EXERCISE INSTRUCTIONS
Reproduce all entries precisely, down to the last character.

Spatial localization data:
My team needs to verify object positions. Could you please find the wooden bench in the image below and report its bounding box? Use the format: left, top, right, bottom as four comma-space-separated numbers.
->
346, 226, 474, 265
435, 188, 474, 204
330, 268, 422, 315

RESULT
My team needs to verify object positions. Could you please find the wooden bench in the image below and report its bounding box? Use the format: left, top, right, bottom as four comma-space-separated numbers.
->
346, 226, 474, 265
435, 188, 474, 204
330, 268, 422, 315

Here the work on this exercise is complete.